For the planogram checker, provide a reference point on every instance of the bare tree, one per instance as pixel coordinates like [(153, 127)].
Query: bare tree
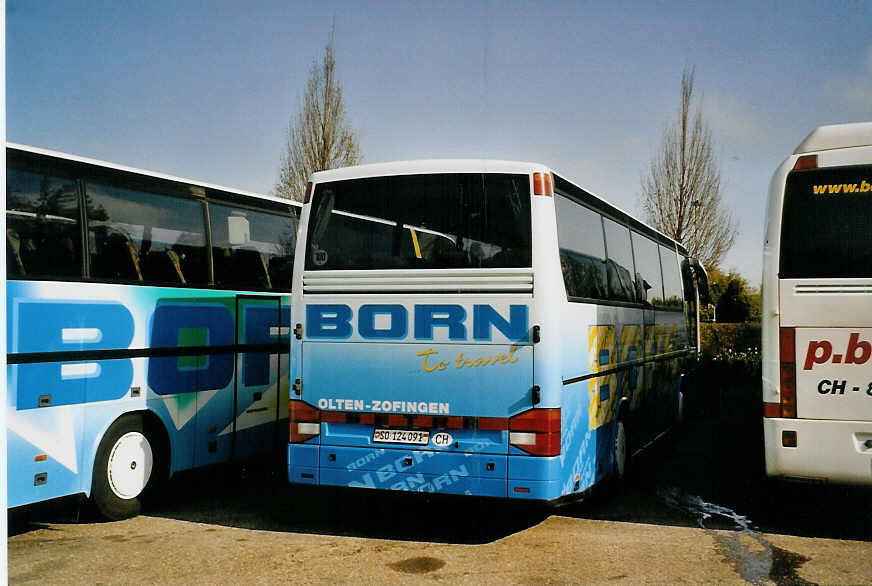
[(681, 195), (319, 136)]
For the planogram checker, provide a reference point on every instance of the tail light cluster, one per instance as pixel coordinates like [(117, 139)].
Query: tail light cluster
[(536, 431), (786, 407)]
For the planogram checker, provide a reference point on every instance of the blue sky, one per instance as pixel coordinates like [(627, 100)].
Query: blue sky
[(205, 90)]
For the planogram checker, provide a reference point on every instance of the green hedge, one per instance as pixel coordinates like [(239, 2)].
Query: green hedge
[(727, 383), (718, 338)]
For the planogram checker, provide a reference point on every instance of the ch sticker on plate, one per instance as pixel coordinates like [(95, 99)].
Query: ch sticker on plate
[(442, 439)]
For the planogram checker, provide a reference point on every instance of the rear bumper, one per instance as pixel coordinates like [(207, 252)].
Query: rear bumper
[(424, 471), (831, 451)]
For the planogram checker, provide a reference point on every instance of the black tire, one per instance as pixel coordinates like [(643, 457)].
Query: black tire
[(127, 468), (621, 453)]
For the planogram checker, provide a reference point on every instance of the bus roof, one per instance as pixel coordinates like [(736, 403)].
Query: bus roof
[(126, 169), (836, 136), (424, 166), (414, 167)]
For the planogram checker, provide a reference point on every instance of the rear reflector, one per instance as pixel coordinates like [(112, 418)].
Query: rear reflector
---
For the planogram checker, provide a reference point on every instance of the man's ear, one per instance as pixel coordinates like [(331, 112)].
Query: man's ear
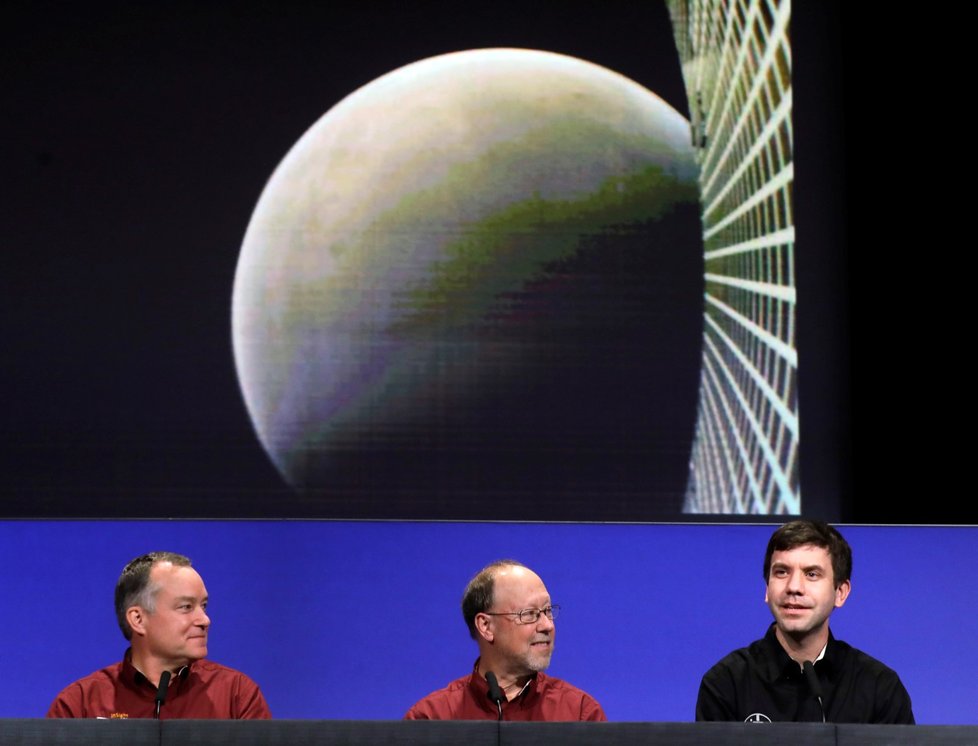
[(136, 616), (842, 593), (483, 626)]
--
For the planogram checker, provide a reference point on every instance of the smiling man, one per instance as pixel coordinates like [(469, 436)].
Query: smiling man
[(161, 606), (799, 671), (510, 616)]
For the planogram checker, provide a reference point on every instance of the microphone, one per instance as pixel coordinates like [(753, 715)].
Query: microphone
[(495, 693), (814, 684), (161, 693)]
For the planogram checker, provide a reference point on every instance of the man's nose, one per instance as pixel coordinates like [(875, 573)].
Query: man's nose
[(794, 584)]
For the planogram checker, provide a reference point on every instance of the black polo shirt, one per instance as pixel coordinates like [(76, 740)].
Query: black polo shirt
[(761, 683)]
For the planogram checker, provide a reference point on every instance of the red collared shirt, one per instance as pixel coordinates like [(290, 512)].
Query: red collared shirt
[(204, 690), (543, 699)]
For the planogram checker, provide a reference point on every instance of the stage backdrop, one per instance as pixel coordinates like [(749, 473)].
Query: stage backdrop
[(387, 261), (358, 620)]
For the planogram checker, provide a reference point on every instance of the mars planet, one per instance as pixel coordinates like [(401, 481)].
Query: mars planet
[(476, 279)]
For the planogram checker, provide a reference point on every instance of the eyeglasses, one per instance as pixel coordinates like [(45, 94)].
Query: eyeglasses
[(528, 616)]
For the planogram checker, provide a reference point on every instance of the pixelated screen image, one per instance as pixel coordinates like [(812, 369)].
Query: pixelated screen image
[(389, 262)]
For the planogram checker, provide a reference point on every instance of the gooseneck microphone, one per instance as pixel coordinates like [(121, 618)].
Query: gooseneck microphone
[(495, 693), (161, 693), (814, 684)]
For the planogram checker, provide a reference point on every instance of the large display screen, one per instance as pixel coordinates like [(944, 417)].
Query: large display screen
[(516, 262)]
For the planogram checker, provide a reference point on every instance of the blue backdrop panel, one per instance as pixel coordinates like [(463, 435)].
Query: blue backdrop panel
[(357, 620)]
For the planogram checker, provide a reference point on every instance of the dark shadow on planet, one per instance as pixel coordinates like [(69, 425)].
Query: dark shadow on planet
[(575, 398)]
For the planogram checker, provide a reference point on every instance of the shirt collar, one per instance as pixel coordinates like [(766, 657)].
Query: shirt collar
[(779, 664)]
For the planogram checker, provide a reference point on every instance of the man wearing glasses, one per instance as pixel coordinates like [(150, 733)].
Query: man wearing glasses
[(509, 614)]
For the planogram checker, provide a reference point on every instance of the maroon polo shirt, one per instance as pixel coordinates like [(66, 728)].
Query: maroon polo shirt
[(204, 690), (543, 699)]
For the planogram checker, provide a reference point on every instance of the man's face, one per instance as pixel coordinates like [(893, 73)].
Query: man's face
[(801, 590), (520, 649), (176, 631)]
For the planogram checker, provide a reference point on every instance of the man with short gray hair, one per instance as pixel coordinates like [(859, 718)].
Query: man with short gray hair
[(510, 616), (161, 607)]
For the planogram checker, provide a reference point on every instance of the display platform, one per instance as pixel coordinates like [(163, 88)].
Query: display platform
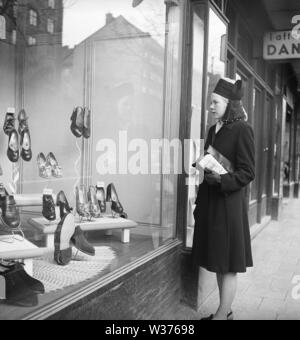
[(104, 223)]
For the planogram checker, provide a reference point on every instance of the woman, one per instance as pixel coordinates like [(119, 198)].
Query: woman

▶ TASK TO CARRY OUT: Each line above that includes "reflector" should be shown.

▶ ANSWER BOX:
For the planogram checker, provide a reference point on every instance of the rear reflector, one per instance as pixel coordinates like [(112, 418)].
Query: rear reflector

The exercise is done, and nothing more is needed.